Please rewrite the stretch of entries from the start through the line containing "[[963, 742], [969, 739]]", changing every "grass" to "turf" and keeping everything else the same.

>> begin

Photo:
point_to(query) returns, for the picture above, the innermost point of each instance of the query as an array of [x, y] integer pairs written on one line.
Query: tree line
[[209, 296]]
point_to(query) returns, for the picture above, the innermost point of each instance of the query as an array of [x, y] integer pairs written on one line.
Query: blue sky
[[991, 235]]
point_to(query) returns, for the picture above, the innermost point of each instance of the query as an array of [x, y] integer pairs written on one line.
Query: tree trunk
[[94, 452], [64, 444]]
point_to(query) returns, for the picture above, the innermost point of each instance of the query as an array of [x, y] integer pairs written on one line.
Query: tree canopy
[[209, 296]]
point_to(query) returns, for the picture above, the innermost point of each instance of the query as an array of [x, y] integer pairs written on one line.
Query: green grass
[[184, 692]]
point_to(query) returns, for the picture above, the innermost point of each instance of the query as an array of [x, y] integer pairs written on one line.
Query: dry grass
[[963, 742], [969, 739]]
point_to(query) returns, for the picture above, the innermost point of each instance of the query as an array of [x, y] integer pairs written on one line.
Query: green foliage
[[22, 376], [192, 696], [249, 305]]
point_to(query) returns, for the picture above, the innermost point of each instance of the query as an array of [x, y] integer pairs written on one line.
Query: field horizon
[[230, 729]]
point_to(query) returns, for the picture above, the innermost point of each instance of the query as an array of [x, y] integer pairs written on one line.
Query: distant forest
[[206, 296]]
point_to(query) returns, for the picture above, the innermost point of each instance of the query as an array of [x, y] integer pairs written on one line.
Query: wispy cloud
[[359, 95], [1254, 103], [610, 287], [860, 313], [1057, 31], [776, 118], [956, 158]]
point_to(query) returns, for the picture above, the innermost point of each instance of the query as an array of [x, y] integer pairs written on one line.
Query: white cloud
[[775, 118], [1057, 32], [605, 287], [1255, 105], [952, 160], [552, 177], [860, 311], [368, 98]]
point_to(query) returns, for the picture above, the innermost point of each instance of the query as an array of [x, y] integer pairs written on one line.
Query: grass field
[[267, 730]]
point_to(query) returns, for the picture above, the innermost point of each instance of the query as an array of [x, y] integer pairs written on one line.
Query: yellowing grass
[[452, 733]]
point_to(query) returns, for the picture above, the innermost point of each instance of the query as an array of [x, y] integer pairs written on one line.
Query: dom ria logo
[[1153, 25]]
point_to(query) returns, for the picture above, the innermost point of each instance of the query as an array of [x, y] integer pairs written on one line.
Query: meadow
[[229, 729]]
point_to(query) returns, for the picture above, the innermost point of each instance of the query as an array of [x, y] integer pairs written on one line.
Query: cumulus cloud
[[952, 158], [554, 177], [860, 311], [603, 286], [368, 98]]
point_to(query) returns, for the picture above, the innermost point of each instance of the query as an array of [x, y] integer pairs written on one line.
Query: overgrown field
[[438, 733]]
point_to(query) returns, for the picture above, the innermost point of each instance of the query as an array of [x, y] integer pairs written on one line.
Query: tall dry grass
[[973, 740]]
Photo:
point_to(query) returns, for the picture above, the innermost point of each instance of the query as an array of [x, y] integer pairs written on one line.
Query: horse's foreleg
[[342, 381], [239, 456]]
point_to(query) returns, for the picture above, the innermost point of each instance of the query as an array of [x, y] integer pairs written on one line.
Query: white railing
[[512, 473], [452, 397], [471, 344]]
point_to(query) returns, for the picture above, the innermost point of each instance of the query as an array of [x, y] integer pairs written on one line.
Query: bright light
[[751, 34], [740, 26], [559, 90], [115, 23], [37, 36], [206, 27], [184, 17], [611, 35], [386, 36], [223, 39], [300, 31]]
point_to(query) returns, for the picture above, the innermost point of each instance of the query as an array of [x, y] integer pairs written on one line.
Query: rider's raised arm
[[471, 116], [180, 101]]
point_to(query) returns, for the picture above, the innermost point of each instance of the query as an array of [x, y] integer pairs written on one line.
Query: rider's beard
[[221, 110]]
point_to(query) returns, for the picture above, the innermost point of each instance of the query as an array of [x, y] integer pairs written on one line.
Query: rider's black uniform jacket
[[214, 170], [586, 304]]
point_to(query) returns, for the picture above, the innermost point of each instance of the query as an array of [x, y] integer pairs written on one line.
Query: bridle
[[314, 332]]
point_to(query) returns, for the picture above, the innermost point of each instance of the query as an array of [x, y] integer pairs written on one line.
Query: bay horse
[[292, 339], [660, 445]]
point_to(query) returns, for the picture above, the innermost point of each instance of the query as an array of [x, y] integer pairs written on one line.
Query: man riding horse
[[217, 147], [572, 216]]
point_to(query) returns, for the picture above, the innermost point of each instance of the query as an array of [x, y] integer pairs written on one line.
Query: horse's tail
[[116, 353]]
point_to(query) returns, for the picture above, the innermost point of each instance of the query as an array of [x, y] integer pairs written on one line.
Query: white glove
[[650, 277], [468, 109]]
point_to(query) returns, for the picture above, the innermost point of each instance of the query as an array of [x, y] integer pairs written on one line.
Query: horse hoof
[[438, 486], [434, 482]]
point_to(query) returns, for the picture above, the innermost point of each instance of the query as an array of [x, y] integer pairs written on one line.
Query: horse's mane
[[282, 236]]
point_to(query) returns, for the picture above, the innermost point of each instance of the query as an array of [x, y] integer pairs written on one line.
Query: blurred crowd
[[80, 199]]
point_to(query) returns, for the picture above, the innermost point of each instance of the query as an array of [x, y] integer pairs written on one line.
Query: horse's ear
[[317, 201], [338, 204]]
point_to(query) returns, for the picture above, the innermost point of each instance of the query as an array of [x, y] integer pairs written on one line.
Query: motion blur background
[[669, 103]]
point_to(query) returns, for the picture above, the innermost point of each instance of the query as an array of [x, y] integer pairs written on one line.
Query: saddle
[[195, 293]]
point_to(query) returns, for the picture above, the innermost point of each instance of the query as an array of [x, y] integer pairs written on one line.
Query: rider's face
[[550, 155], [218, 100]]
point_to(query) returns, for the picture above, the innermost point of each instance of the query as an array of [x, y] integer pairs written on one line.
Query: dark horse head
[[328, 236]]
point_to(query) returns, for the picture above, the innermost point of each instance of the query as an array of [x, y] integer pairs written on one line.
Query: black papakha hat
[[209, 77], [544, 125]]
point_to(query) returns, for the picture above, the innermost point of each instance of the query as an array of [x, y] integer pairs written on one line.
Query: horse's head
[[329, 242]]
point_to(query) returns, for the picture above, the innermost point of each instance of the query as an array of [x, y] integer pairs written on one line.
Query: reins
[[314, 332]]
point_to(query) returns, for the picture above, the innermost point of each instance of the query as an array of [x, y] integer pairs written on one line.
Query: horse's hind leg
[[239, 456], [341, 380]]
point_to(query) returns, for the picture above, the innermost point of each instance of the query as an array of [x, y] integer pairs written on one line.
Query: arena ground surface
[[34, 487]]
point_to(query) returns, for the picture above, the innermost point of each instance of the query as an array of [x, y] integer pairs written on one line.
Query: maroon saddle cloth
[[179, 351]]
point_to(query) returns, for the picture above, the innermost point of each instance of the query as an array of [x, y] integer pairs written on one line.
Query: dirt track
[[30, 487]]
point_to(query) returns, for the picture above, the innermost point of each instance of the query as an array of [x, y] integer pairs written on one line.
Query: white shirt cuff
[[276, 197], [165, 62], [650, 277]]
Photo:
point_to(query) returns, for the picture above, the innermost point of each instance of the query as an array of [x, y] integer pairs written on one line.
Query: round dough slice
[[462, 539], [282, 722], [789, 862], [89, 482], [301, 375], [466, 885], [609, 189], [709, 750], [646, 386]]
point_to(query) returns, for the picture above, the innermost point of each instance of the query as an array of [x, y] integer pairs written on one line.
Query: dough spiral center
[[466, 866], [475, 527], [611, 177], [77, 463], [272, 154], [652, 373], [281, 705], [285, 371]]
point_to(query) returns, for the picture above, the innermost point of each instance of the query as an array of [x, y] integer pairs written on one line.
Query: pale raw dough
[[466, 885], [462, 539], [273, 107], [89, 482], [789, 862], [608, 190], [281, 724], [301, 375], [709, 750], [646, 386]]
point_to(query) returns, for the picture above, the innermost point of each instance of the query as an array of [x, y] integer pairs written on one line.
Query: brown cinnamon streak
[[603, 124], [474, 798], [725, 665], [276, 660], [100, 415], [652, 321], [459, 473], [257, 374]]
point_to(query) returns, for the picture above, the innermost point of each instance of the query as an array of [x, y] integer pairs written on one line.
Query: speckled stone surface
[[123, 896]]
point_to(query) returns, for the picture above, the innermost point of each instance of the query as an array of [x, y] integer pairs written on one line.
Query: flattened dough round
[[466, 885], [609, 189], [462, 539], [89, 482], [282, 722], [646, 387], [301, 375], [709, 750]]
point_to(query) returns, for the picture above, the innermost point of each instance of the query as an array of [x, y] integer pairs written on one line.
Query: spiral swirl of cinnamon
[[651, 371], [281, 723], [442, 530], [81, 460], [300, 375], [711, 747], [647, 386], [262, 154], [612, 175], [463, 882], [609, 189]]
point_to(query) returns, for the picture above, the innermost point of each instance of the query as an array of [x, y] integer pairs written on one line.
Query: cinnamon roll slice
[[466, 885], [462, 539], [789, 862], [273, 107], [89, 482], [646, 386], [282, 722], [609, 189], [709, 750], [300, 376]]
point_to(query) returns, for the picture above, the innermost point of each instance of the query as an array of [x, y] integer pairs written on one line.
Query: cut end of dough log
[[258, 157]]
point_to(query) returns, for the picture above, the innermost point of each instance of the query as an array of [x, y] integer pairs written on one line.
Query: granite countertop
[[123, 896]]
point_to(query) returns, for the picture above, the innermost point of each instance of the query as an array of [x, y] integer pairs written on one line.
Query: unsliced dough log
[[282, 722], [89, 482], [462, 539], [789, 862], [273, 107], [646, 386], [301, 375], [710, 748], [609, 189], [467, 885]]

>> end

Result:
Photo:
point_to(query) returns, for the picture above, the innermost point of each instance of the query as an array of [x, y] integer pairs written on one line.
Query: tree line
[[209, 296]]
point_to(query) returns, for the picture above, the innermost point of each instance of the query as an array of [x, y] integer pairs written on one line.
Query: blue sky
[[991, 235]]
point_to(query) returns, for the picture above, the innermost point of each instance of the query as an array of [x, y] integer pairs written on one line.
Query: tree trunk
[[94, 452], [64, 444]]
point_to(query) returns, for the picture above, the innermost point of each instance of the query as an array of [x, y] integer pairs written on one line.
Query: tree canopy
[[209, 296]]
point_to(query) returns, for the picture above, the innermost point of each instance of the query as an array of [x, y] integer pairs written on one line.
Query: green turf
[[184, 692]]
point_to(query) returns, for the picture above, the innermost point of each instance of the query as an array of [x, y] integer pairs written on one line.
Query: dry turf
[[963, 742], [969, 739]]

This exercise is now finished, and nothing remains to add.